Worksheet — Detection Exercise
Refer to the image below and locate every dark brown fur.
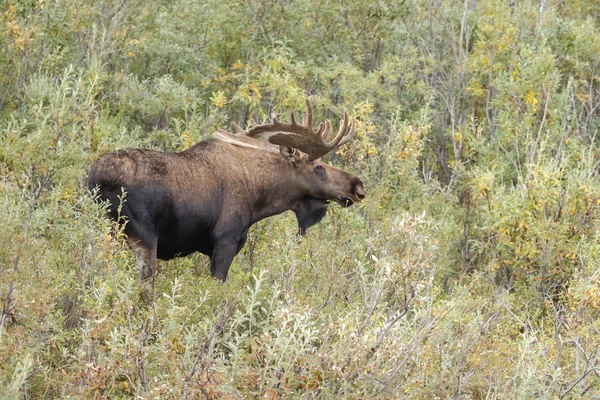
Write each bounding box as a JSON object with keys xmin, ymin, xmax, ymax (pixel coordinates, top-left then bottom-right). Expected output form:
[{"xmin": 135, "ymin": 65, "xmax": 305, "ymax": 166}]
[{"xmin": 88, "ymin": 139, "xmax": 365, "ymax": 281}]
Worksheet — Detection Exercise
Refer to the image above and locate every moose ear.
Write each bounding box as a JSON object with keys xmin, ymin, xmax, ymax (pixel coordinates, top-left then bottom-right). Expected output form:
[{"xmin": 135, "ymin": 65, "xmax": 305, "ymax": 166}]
[{"xmin": 279, "ymin": 146, "xmax": 301, "ymax": 165}]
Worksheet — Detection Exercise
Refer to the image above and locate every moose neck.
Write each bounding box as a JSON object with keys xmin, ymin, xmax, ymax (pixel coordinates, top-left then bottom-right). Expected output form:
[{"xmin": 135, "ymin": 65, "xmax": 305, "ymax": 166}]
[{"xmin": 252, "ymin": 156, "xmax": 309, "ymax": 223}]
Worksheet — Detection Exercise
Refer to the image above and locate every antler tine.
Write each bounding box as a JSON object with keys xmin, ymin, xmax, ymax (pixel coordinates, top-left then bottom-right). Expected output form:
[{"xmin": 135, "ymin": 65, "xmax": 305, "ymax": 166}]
[
  {"xmin": 234, "ymin": 99, "xmax": 354, "ymax": 158},
  {"xmin": 328, "ymin": 109, "xmax": 354, "ymax": 148},
  {"xmin": 302, "ymin": 99, "xmax": 312, "ymax": 129},
  {"xmin": 231, "ymin": 122, "xmax": 246, "ymax": 135}
]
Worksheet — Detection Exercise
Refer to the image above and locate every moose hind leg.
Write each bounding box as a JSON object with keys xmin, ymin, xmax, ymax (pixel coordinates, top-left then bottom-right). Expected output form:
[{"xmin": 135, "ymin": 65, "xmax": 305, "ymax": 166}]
[{"xmin": 210, "ymin": 238, "xmax": 239, "ymax": 281}]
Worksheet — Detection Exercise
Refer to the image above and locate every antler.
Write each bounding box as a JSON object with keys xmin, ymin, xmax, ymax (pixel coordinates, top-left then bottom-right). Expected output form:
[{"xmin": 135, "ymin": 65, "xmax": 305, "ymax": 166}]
[{"xmin": 233, "ymin": 99, "xmax": 354, "ymax": 158}]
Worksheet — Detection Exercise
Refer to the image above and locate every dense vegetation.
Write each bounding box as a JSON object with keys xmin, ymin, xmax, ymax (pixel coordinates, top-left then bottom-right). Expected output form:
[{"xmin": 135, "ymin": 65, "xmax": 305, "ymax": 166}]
[{"xmin": 0, "ymin": 0, "xmax": 600, "ymax": 399}]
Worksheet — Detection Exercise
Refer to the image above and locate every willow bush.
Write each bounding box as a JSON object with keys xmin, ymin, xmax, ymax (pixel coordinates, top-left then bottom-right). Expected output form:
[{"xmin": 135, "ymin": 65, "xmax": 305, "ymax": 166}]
[{"xmin": 0, "ymin": 0, "xmax": 600, "ymax": 399}]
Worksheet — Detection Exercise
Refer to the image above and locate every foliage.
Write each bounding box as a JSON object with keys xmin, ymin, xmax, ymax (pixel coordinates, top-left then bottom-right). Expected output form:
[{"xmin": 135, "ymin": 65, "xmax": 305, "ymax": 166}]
[{"xmin": 0, "ymin": 0, "xmax": 600, "ymax": 399}]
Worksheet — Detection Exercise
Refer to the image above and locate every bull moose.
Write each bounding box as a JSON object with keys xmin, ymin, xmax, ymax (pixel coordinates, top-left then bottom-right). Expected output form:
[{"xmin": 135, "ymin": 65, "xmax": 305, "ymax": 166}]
[{"xmin": 88, "ymin": 100, "xmax": 365, "ymax": 287}]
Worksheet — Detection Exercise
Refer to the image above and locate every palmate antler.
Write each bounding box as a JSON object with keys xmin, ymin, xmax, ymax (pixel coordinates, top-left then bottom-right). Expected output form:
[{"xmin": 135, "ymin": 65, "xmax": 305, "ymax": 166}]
[{"xmin": 232, "ymin": 99, "xmax": 354, "ymax": 158}]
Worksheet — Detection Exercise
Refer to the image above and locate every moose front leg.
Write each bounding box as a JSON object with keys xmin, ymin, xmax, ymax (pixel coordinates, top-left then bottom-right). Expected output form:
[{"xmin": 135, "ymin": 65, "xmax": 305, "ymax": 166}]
[
  {"xmin": 210, "ymin": 229, "xmax": 248, "ymax": 281},
  {"xmin": 127, "ymin": 236, "xmax": 156, "ymax": 301}
]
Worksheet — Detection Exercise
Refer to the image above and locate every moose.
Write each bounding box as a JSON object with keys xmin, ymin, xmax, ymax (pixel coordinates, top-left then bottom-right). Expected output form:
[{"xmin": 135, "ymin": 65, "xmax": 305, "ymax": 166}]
[{"xmin": 87, "ymin": 100, "xmax": 365, "ymax": 288}]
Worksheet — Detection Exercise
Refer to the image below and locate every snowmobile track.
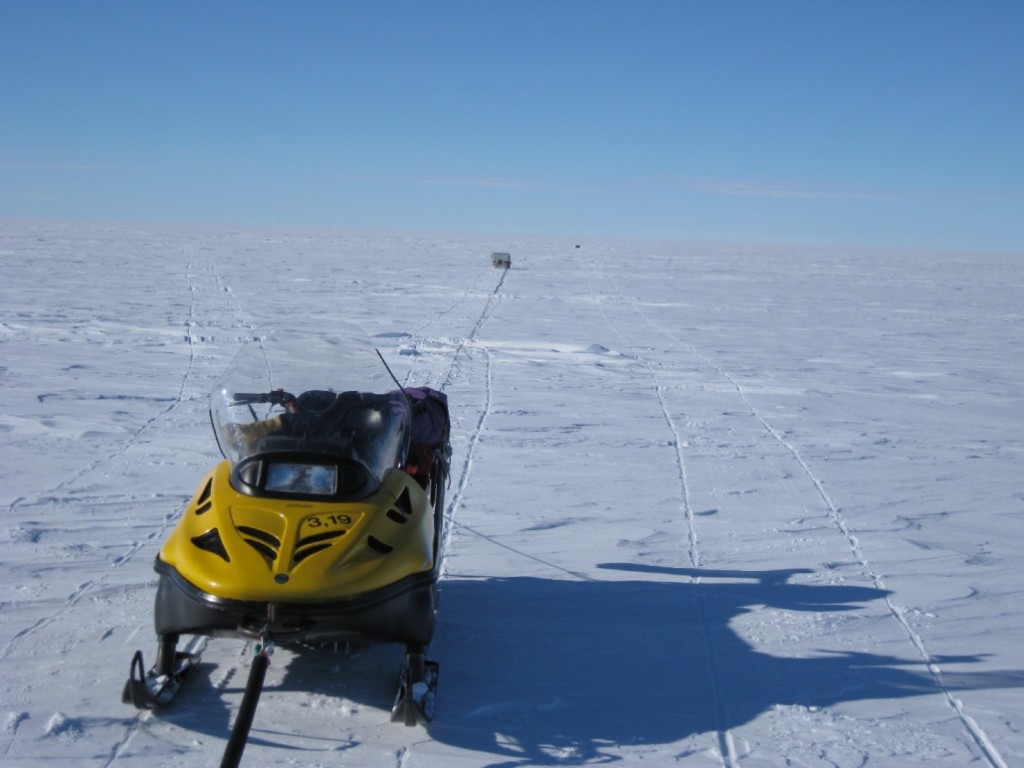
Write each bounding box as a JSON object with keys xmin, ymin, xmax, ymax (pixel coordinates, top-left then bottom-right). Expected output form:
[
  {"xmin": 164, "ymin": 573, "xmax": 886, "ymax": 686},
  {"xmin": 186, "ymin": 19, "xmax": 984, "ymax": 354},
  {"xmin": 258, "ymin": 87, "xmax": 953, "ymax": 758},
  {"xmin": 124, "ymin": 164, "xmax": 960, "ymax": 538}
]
[
  {"xmin": 591, "ymin": 257, "xmax": 1008, "ymax": 768},
  {"xmin": 578, "ymin": 257, "xmax": 739, "ymax": 768}
]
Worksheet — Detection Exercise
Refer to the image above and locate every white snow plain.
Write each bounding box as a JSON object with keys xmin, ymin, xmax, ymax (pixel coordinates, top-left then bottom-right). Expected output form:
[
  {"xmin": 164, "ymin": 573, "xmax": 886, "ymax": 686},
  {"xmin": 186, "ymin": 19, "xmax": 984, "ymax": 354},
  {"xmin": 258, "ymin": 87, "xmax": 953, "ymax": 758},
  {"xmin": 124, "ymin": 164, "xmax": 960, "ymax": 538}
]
[{"xmin": 0, "ymin": 221, "xmax": 1024, "ymax": 768}]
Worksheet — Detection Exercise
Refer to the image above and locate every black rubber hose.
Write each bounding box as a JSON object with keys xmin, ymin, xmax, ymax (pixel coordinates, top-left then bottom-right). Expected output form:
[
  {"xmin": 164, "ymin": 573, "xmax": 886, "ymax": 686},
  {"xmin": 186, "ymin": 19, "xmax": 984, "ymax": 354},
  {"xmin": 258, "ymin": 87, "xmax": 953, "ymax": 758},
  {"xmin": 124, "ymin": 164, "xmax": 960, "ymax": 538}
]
[{"xmin": 220, "ymin": 653, "xmax": 270, "ymax": 768}]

________________________

WHAT THE TASK ASKS —
How many lines in the rows above contain the word "moose"? Case counts. Reply with the number alone.

SOLUTION —
6